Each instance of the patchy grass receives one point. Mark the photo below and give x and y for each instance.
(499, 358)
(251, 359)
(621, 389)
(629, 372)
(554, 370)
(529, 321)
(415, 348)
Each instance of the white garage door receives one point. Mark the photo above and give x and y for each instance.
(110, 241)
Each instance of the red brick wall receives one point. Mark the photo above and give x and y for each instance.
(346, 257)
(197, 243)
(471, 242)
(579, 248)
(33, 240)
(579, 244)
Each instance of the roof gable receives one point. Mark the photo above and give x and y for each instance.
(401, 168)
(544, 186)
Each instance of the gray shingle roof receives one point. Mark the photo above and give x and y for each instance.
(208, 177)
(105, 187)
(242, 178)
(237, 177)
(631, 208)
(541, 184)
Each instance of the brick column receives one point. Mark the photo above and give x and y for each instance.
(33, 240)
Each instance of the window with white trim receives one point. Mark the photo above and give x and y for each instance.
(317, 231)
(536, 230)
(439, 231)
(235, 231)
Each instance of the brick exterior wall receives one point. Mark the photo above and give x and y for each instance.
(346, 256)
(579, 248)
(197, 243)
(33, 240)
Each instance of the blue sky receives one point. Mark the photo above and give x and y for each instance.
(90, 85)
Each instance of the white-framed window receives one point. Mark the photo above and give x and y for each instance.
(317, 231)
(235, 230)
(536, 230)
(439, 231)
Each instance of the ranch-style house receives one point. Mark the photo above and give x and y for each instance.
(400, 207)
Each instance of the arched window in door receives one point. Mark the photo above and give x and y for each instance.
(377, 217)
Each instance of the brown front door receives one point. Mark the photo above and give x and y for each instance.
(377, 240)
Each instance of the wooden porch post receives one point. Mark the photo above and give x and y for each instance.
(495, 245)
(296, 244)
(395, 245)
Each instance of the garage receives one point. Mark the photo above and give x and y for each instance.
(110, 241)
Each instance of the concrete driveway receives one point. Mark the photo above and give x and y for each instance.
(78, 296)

==

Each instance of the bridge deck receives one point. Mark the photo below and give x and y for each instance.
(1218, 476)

* _Task description_: Pick out every line in the records above that contains the word "white", and copy each such line in full.

* _Final result_:
Each instance of the white garage door receives one point. Mark the photo above and give x and y for each instance.
Each instance of the window with white trim receives one point. Mark the photo above and give x and y for each instance.
Each instance of the white-framed window receives one point. Mark the photo above and give x and y for each instance.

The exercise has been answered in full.